----- Exercise data -----

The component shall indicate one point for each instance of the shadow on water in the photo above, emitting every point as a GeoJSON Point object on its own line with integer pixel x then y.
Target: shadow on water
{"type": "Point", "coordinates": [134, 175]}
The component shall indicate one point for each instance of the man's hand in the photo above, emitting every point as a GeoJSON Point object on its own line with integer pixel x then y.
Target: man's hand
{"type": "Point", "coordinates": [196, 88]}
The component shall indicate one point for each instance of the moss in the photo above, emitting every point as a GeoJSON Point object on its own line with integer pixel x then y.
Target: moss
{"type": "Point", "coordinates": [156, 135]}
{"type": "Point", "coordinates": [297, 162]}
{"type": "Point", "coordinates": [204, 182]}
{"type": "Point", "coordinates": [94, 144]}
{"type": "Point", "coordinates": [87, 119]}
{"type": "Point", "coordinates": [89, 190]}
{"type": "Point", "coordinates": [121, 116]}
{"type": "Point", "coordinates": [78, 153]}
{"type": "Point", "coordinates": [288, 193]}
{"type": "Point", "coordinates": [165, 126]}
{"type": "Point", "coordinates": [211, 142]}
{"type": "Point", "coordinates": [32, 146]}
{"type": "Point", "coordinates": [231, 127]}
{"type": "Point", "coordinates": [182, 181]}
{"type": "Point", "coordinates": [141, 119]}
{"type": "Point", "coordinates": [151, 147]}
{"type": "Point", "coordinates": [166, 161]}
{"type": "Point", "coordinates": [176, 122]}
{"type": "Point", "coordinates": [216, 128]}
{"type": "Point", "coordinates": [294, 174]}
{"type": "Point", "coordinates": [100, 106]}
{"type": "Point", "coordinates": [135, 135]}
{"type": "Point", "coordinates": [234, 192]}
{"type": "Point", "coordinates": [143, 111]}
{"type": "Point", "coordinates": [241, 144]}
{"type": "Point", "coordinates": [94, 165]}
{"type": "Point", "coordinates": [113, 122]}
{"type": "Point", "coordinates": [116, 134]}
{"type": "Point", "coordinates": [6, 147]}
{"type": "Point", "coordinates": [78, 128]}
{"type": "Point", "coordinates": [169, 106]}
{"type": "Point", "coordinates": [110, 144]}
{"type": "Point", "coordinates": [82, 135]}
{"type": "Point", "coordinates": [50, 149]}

-----

*What is being asked*
Looking at the entries, how many lines contain the string "pixel"? The answer is that number alone.

*Answer to the exercise*
3